[EXTRACT PROVIDED]

A Unique Product Development Approach

Typically, in medical device engineering, a new product represents an incremental improvement over an older product. This is especially true in the implantable space, where new product development can be extremely expensive.

Large device firms are still interested in game-changing technologies, of course, but generally look to acquire them from startups that have demonstrated a technology's potential.  

In the case of the Micra, however, the Medtronic management decided to forgo the incremental approach to pursue internal product development and develop a groundbreaking product in house. "For the leadership to agree to throw everything away and start from scratch took a big leap of faith," Phelps says.  

That decision, however, was energizing for the engineering team involved. "Instead of just adding one feature to the product, every engineer in every function had to get together and work on a new system that was going to be a breakthrough," Phelps said. "I think a lot of people have considered themselves to be fortunate, and we are very proud of the overall initiative."

[/EXTRACT PROVIDED]
[DATASET EXTRACT]

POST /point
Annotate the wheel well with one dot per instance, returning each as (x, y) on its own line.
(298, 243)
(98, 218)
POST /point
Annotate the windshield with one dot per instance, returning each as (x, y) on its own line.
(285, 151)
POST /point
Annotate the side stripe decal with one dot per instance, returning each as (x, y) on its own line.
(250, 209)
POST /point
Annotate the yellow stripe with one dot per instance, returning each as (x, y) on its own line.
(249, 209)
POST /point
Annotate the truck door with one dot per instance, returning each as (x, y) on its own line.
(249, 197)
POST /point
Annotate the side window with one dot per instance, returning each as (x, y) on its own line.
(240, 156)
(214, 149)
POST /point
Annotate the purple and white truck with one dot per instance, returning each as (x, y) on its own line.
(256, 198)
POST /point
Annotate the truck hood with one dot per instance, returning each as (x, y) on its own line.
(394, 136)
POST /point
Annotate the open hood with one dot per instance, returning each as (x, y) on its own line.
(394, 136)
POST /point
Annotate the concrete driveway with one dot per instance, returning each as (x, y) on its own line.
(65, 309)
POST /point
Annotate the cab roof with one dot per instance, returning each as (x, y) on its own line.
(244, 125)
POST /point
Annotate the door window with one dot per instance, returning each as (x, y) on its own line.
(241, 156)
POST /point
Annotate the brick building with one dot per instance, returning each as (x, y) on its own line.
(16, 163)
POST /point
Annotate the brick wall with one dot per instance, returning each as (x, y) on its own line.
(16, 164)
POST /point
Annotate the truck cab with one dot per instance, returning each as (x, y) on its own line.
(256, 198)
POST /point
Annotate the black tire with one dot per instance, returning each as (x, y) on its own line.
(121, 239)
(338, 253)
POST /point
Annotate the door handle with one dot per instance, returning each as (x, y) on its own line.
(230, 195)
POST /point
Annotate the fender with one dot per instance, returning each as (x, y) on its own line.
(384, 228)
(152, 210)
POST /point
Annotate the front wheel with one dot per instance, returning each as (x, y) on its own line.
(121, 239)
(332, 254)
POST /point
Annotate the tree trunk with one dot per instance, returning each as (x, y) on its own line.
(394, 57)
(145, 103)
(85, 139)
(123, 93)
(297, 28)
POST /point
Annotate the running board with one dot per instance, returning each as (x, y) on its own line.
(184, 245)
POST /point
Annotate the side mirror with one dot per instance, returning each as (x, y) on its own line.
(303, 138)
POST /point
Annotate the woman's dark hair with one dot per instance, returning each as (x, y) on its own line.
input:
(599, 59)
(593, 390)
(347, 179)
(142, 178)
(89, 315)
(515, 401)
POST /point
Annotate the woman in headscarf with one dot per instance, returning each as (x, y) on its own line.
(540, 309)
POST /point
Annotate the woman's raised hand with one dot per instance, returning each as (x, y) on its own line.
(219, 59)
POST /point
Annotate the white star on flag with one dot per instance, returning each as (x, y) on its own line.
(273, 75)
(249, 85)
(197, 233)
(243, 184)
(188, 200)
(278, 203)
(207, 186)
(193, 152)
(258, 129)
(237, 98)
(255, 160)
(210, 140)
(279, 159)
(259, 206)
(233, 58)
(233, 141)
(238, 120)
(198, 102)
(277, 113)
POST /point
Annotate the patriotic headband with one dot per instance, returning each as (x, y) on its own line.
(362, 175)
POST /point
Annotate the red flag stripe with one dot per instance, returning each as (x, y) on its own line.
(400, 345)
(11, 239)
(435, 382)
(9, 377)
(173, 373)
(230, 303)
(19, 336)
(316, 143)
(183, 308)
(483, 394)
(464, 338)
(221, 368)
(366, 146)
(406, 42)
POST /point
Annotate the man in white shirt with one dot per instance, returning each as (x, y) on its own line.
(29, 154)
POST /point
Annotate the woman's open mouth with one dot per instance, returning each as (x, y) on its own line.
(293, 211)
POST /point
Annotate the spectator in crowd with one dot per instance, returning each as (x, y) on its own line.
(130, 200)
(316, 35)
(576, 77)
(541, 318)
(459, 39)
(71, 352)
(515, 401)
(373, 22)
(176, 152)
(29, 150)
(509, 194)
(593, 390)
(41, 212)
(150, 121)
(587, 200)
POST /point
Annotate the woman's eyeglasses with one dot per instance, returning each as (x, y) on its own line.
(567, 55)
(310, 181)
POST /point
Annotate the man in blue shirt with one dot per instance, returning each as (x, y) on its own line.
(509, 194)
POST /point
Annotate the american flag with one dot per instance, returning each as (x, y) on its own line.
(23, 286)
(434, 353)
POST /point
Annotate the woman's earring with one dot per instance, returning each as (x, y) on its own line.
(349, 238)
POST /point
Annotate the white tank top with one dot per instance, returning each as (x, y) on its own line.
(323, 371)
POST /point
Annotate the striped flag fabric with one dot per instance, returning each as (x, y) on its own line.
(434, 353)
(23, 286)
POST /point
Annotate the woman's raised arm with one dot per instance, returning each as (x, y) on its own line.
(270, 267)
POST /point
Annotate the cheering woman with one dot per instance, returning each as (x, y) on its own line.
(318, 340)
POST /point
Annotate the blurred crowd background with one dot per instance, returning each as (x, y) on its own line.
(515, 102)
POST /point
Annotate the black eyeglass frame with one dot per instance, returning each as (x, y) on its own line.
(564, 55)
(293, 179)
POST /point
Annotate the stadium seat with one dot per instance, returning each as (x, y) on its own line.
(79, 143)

[/DATASET EXTRACT]

LIST OF TASKS:
A) In the product development extract, in what area of medical devices can new product development be extremely expensive?
B) Write out the product development extract from "Typically, in medical" up to and including "a technology's potential.", replacing "startups" with "small companies".

TASK SOLUTIONS:
A) In the implantable space.

B)
Typically, in medical device engineering, a new product represents an incremental improvement over an older product. This is especially true in the implantable space, where new product development can be extremely expensive.

Large device firms are still interested in game-changing technologies, of course, but generally look to acquire them from small companies that have demonstrated a technology's potential.